*WHAT TO DO:* What is expected is a word-for-word copy of all the entries.
▼▼▼
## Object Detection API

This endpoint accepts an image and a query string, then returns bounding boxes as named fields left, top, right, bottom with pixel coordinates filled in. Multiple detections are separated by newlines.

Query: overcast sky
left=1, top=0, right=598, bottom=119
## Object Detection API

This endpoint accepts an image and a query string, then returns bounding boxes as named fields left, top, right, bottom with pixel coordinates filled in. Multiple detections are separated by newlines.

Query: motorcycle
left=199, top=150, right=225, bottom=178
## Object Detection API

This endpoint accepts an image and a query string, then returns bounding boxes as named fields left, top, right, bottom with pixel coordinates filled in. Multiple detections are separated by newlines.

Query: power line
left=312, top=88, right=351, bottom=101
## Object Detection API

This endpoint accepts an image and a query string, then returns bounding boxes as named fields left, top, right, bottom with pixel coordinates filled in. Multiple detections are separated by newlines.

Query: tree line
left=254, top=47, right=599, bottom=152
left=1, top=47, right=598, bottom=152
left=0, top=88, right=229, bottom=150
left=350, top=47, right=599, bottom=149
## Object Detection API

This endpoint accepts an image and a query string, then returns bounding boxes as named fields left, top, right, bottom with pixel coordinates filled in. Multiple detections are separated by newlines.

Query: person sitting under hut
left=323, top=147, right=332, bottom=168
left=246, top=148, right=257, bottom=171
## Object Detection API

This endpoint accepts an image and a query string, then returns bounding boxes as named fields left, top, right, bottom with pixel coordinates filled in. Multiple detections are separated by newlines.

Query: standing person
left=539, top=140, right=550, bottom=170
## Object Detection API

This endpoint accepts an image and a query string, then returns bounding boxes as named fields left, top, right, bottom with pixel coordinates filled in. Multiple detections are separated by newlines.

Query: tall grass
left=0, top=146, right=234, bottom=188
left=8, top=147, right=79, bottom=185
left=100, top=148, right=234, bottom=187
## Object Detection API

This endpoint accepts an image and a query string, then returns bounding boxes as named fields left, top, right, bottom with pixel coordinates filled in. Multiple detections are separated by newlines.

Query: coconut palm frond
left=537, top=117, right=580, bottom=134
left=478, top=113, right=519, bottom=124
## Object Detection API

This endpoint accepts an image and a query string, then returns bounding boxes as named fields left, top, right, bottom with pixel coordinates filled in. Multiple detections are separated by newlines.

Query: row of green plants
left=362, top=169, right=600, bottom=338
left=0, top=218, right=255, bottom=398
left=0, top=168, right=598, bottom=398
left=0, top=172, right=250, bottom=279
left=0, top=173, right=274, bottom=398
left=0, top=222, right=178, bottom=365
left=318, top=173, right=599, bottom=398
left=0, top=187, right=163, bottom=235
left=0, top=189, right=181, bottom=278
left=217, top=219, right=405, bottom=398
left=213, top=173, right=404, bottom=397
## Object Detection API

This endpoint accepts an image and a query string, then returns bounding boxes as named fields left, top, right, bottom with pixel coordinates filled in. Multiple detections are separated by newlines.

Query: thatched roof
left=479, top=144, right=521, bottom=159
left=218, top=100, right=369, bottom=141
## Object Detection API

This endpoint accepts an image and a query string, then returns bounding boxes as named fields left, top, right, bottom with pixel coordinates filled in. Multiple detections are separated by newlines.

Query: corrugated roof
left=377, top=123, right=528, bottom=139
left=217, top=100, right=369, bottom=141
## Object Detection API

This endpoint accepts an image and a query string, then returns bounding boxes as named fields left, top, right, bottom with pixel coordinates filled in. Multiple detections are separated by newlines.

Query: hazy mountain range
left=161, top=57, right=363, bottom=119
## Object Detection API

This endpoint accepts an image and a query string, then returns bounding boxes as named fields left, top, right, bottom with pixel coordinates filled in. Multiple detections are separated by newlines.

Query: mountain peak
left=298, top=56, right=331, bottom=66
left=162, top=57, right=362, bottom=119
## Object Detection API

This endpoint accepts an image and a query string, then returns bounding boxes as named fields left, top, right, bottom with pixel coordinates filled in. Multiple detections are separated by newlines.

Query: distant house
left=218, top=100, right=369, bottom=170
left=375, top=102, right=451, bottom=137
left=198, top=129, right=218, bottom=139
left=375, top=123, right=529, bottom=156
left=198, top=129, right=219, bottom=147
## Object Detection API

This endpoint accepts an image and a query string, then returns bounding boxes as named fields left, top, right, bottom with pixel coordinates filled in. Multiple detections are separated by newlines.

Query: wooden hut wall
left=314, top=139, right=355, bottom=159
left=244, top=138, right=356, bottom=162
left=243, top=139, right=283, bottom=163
▲▲▲
*RESULT FOR THIS TASK:*
## Object Detection API

This endpoint accepts an image and a query string, then returns bounding boxes as named fields left, top, right, bottom with pixel coordinates filled in. Multiple detections are separated by newlines.

Query: overcast sky
left=1, top=0, right=598, bottom=119
## Object Detection API

This endpoint accepts an image and a query string, then returns bounding boxes as named fields left, top, right, bottom with pixel coordinates filled in. Multiple detections are separated by newlines.

Query: motorcycle
left=199, top=150, right=225, bottom=178
## Object Detection API

This endpoint accepts an image and a query string, then returns bounding boxes as named fields left, top, right, bottom with pixel coordinates filled in. Multiple detections are separated by newlines.

Query: power line
left=312, top=88, right=351, bottom=101
## Object Detection API

This endpoint accepts an image and a query string, then returns bounding boxes as named fields left, top, right, bottom with pixel coordinates filled in. Multiple detections are separated by newlines.

Query: tree line
left=254, top=47, right=599, bottom=152
left=1, top=47, right=598, bottom=152
left=0, top=88, right=229, bottom=150
left=350, top=47, right=599, bottom=149
## Object Detection API

This endpoint accepts an image and a query string, then returns bounding boxes as named fields left, top, right, bottom with pixel coordinates filled in. Multiple detections are separated by newlines.

Query: person sitting under hut
left=323, top=147, right=332, bottom=168
left=246, top=148, right=257, bottom=171
## Object Detection API

This endpoint accepts an image and a query string, then returns bounding boxes as named fields left, top, right, bottom with pixel coordinates filled in. Multiple detections are separated by newlines.

Query: standing person
left=539, top=140, right=550, bottom=170
## Object Detection API

This endpoint accepts an image and a query string, then returns bounding boxes as named fields left, top, right, bottom with pixel coordinates filled in. Multiple detections are separated by newlines.

Query: tall grass
left=0, top=146, right=234, bottom=188
left=8, top=147, right=79, bottom=185
left=100, top=148, right=234, bottom=187
## Object Detection API

This endpoint accepts an image and a query string, then returns bounding boxes as named fields left, top, right, bottom with pixel coordinates filled in. Multiple detections are separated by newlines.

Query: coconut palm frond
left=537, top=117, right=580, bottom=134
left=478, top=113, right=519, bottom=124
## Object Detection API

This endpoint accepts an image and a query string, then returns bounding boxes as named fields left, top, right, bottom with pixel coordinates filled in. Multiple detections are separated by newlines.

Query: row of green plants
left=362, top=169, right=600, bottom=338
left=0, top=218, right=255, bottom=398
left=0, top=168, right=598, bottom=398
left=0, top=172, right=250, bottom=279
left=0, top=173, right=274, bottom=398
left=0, top=222, right=178, bottom=365
left=318, top=173, right=599, bottom=398
left=0, top=187, right=163, bottom=235
left=0, top=189, right=181, bottom=278
left=217, top=219, right=405, bottom=398
left=213, top=173, right=404, bottom=397
## Object Detection API

This endpoint accepts an image and a query string, then returns bounding boxes as named fields left, top, right, bottom with pixel coordinates filled in. Multiple detections are separated by newlines.

Query: thatched roof
left=479, top=144, right=521, bottom=159
left=218, top=100, right=369, bottom=141
## Object Detection API

This endpoint accepts an image and a query string, then returns bounding boxes as named fields left, top, right, bottom with pixel coordinates filled in. Multiple detections are separated by newlines.

Query: corrugated roof
left=377, top=123, right=528, bottom=139
left=217, top=100, right=369, bottom=141
## Object Detection API

This endpoint accepts an image and a query string, then returns bounding boxes as named fields left, top, right, bottom with pixel coordinates filled in. Multiple detections are separated by newlines.

Query: hazy mountain range
left=161, top=57, right=363, bottom=119
## Object Detection API

This endpoint accepts an image and a query string, then returns bounding boxes as named fields left, top, right, bottom with pixel coordinates filled in. Multiple detections are separated by newlines.

Query: mountain peak
left=298, top=56, right=331, bottom=66
left=162, top=57, right=362, bottom=119
## Object Detection API

This endpoint accepts an image and a query string, then returns bounding boxes as named fields left, top, right, bottom with pixel coordinates filled in. Multiple detections are separated by newlines.

Query: distant house
left=218, top=100, right=369, bottom=170
left=375, top=102, right=451, bottom=137
left=198, top=129, right=218, bottom=139
left=375, top=123, right=529, bottom=156
left=198, top=129, right=219, bottom=147
## Object Detection API

This endpoint accepts an image and a query string, then returns bounding boxes as named fields left, top, right, bottom with pixel coordinates filled in. Multiple detections are separated by newlines.

Query: wooden hut wall
left=314, top=139, right=355, bottom=159
left=244, top=138, right=356, bottom=162
left=243, top=139, right=283, bottom=163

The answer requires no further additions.